## Texte cité
· · ·
Je passe sur ton 4/10 nawak octroyé à Risky business le mois dernier. :twisted:
Je vais répondre ici, histoire de pas polluer l'autre topic.
Et justement j'ai lu ton message sur le film ici même juste après le film.
Je crois qu'on a pas regardé le film de la même manière et qu'on ne l'appréhende pas avec le même prisme de lecture. J'y vois, comme toi (mais pas comme toi :mrgreen: ), autre chose qu'un banal film patriotique manichéen et anti-communiste. On va un peu plus loin que ça ici et c'est bien ça qui me pose problème. Je ne peux juste pas faire abstraction du contexte du film et de ce qu'il véhicule, surtout qu'il reste très profondément premier degré (au contraire, il me semble, de nombreux autres films "reaganiens" de l'époque).
Je ne sais pas si on peut vraiment parler de "vraie" uchronie puisque ici la fiction ne réécrit pas l'Histoire, étant donné qu'elle s'écrit en temps réel au moment même de la sortie du film comme tu l'as souligné. L'idée d'une invasion est tout à fait présente et crédible dans l'imaginaire américain (ou du moins dans un certain imaginaire) même si complètement fantasmée. Le film profite de ce fantasme (et d'autres, comme l'infiltration du territoire par les immigrés, la dénucléarisation de l'Europe par les "green parties" etc.) pour susciter une peur mais surtout une réaction. Mais à la différence de d'habitude, ce n'est pas une réaction patriotique de défense de la nation et des idéaux qu'elle incarne, mais une réaction de haine. C'est pour ça que quand tu dis dans ton avis que "l'américanité n'a en fait plus d'importance, c'est avant tout une histoire atemporelle de Résistance" je suis tout à fait d'accord avec la première partie de ta phrase, mais pas avec la seconde. Les gamins ne cherchent jamais vraiment à défendre "l'américanité", ils résistent par désespoir de cause. Je sais même pas si on peut parler de Résistance. Harry Dean Stanton, qui joue le père de l'un des ados, les exhorte très clairement à le venger ("Avenge me") et il n'est question de rien d'autre tout au long du film que de haine, de vengeance et de mort. Et encore une fois, tout ça est très premier degré, le film ne fait pas la critique des comportements du père ou du personnage de Patrick Swayze mais au contraire les montre comme exemple à suivre (face à la lâcheté de certains), les légitime (face aux atrocités des communistes) et les glorifie (par le sacrifice).
· · ·
## Informations affichées
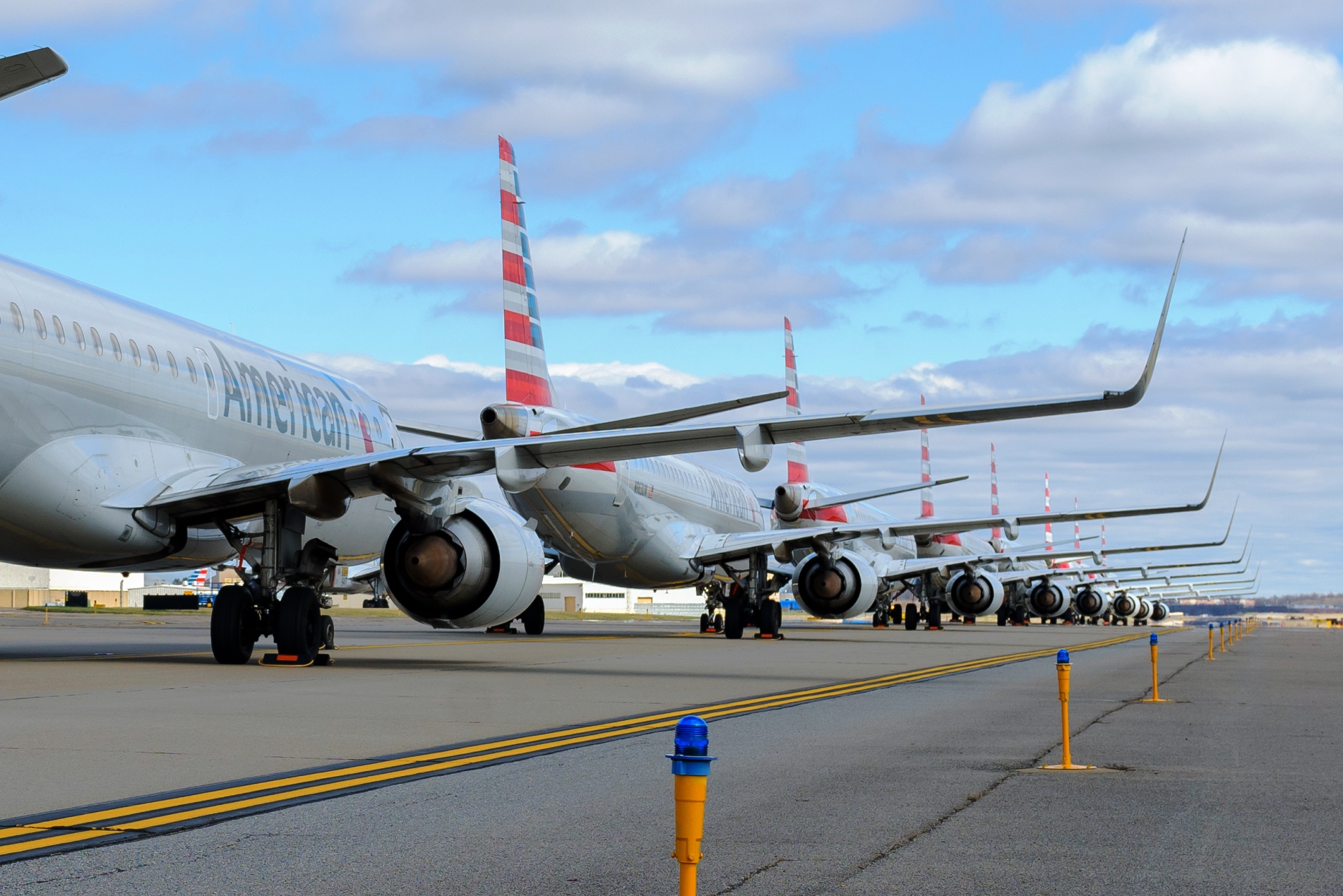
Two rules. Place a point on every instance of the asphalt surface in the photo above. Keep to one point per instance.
· · ·
## Problèmes
• A. D'après le texte cité sur le film, quel rôle tient Harry Dean Stanton ?
• B. Donnez la suite du texte cité sur le film, à partir de la dernière phrase.

## Réponses par exercice
• A. Il joue le père de l'un des adolescents.

• B.
Bon, tout ça, auquel on peut ajouter le script et les dialogues (on pourrait y revenir en détail, du traître initialement capitulard au maire collabo, et j'en passe), j'ai du mal à ne pas y voir un film au discours fascisant (plus que fascinant). Quand en plus c'est porté par des personnages incarnant la jeunesse, ça me laisse un goût amer.

Pour Risky Business, c'est marrant mais c'est aussi une question de regard je crois. Pour moi c'est faussement satirique et je finis par détester ce que j'y vois. Ou alors ça l'est d'une chose pour mieux en célébrer une autre que je trouve tout aussi détestable.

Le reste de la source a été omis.